* _Entries shown_
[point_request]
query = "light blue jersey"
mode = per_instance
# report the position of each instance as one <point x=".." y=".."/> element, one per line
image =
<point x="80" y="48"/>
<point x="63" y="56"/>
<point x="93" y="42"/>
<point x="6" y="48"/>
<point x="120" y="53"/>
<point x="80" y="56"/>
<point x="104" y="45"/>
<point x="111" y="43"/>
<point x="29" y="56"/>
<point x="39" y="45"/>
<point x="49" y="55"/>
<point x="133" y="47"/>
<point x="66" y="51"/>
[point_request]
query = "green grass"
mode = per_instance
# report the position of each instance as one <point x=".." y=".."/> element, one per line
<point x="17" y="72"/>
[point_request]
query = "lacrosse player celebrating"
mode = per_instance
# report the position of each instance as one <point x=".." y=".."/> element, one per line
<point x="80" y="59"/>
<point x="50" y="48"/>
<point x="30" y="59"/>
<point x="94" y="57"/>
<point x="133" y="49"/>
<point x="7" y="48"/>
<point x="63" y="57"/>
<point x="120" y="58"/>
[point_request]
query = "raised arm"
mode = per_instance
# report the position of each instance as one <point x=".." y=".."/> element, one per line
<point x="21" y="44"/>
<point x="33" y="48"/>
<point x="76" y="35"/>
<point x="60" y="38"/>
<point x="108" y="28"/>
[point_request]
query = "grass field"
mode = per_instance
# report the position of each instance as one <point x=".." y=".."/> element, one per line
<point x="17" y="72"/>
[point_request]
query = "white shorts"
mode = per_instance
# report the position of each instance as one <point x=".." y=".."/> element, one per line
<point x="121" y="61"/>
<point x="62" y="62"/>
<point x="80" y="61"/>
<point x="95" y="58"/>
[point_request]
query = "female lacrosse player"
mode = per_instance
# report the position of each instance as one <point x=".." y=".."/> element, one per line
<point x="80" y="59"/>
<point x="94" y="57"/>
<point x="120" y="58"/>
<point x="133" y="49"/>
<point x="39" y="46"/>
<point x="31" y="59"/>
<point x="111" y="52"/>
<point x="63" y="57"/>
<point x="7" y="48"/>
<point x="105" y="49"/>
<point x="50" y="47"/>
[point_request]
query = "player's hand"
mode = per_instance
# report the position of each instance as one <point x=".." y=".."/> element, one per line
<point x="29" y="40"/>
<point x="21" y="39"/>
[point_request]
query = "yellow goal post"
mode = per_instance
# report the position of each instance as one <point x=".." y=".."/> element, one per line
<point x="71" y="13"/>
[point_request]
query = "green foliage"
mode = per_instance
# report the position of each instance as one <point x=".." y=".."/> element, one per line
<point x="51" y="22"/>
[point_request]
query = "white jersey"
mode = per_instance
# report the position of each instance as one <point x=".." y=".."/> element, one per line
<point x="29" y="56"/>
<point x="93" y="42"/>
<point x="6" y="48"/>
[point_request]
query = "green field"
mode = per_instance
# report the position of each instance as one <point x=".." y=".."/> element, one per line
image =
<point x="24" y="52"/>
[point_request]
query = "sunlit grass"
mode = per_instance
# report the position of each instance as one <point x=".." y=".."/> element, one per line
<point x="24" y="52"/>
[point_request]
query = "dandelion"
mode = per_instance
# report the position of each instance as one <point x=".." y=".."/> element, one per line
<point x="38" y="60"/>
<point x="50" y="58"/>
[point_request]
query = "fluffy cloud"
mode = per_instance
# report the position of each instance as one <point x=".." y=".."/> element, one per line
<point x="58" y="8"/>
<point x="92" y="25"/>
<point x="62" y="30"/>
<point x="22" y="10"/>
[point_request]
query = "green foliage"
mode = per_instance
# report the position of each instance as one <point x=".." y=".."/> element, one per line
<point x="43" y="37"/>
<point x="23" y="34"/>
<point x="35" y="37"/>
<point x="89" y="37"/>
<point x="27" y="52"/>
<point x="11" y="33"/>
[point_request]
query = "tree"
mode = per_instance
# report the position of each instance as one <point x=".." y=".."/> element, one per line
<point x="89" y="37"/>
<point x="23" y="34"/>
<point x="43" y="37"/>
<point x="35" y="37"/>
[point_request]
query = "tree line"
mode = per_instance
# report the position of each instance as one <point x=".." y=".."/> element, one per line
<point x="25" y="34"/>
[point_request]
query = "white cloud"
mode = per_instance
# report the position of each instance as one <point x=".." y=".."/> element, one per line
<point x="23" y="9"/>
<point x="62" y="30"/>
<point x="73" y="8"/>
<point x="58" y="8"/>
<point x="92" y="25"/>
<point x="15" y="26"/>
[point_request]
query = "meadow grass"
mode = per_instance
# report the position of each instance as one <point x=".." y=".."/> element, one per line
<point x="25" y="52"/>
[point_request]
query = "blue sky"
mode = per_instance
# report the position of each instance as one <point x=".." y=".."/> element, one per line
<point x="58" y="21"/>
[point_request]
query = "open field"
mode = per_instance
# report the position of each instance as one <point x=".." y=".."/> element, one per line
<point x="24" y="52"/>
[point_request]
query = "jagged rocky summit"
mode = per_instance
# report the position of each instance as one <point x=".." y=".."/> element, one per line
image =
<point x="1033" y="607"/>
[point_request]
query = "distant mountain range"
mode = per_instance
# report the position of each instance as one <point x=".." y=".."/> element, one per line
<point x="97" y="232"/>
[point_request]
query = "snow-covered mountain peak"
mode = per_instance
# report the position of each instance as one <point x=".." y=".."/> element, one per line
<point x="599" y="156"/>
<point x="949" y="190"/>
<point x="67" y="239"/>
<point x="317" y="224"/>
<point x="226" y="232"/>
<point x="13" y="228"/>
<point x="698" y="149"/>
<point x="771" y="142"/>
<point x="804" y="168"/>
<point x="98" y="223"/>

* _Problem requirements_
Repeat back the listing above exactly, including every line.

* _Result of the task_
[point_request]
query = "light blue jersey"
mode = per_instance
# report the position of each instance as one <point x=".." y=".."/> element, one per line
image =
<point x="80" y="48"/>
<point x="63" y="56"/>
<point x="93" y="42"/>
<point x="6" y="48"/>
<point x="120" y="53"/>
<point x="80" y="56"/>
<point x="104" y="45"/>
<point x="111" y="43"/>
<point x="29" y="56"/>
<point x="39" y="45"/>
<point x="49" y="55"/>
<point x="133" y="47"/>
<point x="66" y="51"/>
[point_request]
query = "green grass"
mode = per_instance
# report the position of each instance as one <point x=".." y=".."/> element, one per line
<point x="17" y="72"/>
[point_request]
query = "lacrosse player celebrating"
mode = per_instance
# report the position of each instance as one <point x=".." y=".."/> element, one per line
<point x="80" y="59"/>
<point x="50" y="48"/>
<point x="30" y="59"/>
<point x="94" y="57"/>
<point x="133" y="49"/>
<point x="7" y="48"/>
<point x="63" y="57"/>
<point x="120" y="58"/>
[point_request]
query = "raised arm"
mode = per_instance
# report the position of each instance as one <point x=".." y=".."/> element, one per line
<point x="21" y="44"/>
<point x="33" y="48"/>
<point x="76" y="35"/>
<point x="60" y="38"/>
<point x="108" y="28"/>
[point_request]
query = "grass field"
mode = per_instance
# report the position of each instance as one <point x=".." y=".."/> element, one per line
<point x="17" y="72"/>
[point_request]
query = "white shorts"
mode = per_instance
# report the position of each instance as one <point x=".." y=".."/> element, one per line
<point x="121" y="61"/>
<point x="62" y="62"/>
<point x="80" y="61"/>
<point x="95" y="58"/>
[point_request]
query = "female lacrosse player"
mode = per_instance
# report the position of each instance as one <point x=".." y=".."/> element, one per line
<point x="80" y="59"/>
<point x="94" y="57"/>
<point x="120" y="58"/>
<point x="133" y="49"/>
<point x="39" y="46"/>
<point x="31" y="59"/>
<point x="111" y="52"/>
<point x="63" y="57"/>
<point x="7" y="48"/>
<point x="105" y="49"/>
<point x="50" y="47"/>
[point_request]
query = "player's hand"
mode = per_instance
# report the position of each instance as one <point x=".." y=".."/> element, one per line
<point x="29" y="40"/>
<point x="21" y="39"/>
[point_request]
query = "yellow goal post"
mode = per_instance
# report the position of each instance as one <point x=".." y=".."/> element, one per line
<point x="71" y="13"/>
[point_request]
query = "green foliage"
mode = per_instance
# report the position of each instance as one <point x=".." y=".."/> element, one per line
<point x="51" y="22"/>
[point_request]
query = "white jersey"
mode = per_instance
# report the position of each instance as one <point x=".." y=".."/> element, one per line
<point x="29" y="56"/>
<point x="93" y="42"/>
<point x="6" y="48"/>
[point_request]
query = "green field"
mode = per_instance
# report the position of each instance as one <point x=".." y=".."/> element, one per line
image =
<point x="24" y="52"/>
[point_request]
query = "sunlit grass"
mode = per_instance
# report the position of each instance as one <point x=".." y=".."/> element, one per line
<point x="24" y="52"/>
[point_request]
query = "dandelion"
mode = per_instance
# report the position of each instance as one <point x=".." y=".."/> element, one per line
<point x="38" y="60"/>
<point x="50" y="58"/>
[point_request]
query = "fluffy cloud"
mode = per_instance
# report the position of each instance as one <point x=".." y=".."/> element, one per line
<point x="58" y="8"/>
<point x="92" y="25"/>
<point x="62" y="30"/>
<point x="22" y="10"/>
[point_request]
query = "green foliage"
mode = per_instance
# report the position of each instance as one <point x=".." y=".."/> element, one per line
<point x="43" y="37"/>
<point x="23" y="34"/>
<point x="35" y="37"/>
<point x="89" y="37"/>
<point x="27" y="52"/>
<point x="11" y="33"/>
[point_request]
query = "tree"
mode = per_instance
# report the position of each instance as one <point x=".." y=".."/> element, one per line
<point x="89" y="37"/>
<point x="23" y="34"/>
<point x="43" y="37"/>
<point x="35" y="37"/>
[point_request]
query = "tree line"
mode = per_instance
# report the position of each instance as one <point x=".." y=".."/> element, one per line
<point x="25" y="34"/>
[point_request]
query = "white cloud"
mode = per_instance
# report the position of each instance as one <point x=".." y=".."/> element, one per line
<point x="23" y="9"/>
<point x="62" y="30"/>
<point x="73" y="8"/>
<point x="58" y="8"/>
<point x="92" y="25"/>
<point x="15" y="26"/>
[point_request]
query = "meadow grass"
mode = per_instance
# report the position of each instance as one <point x=".." y=".."/> element, one per line
<point x="25" y="52"/>
[point_request]
query = "blue sky"
mode = per_instance
# report the position of each instance as one <point x=".." y=".."/> element, one per line
<point x="58" y="21"/>
[point_request]
query = "open field"
mode = per_instance
# report the position of each instance as one <point x=".." y=".."/> element, one per line
<point x="24" y="52"/>
[point_request]
query = "jagged rocky summit"
mode = per_instance
# report the position of each instance as one <point x=".." y=".."/> element, one per line
image =
<point x="1033" y="607"/>
[point_request]
query = "distant mountain range"
mode = per_instance
# report the position of each instance as one <point x=".." y=".."/> element, one per line
<point x="97" y="232"/>
[point_request]
query = "snow-covered mountain peak"
mode = per_instance
# report the position of each instance as one <point x=".." y=".."/> element, one per line
<point x="599" y="156"/>
<point x="949" y="190"/>
<point x="67" y="239"/>
<point x="317" y="224"/>
<point x="226" y="232"/>
<point x="13" y="228"/>
<point x="698" y="149"/>
<point x="771" y="142"/>
<point x="804" y="168"/>
<point x="98" y="223"/>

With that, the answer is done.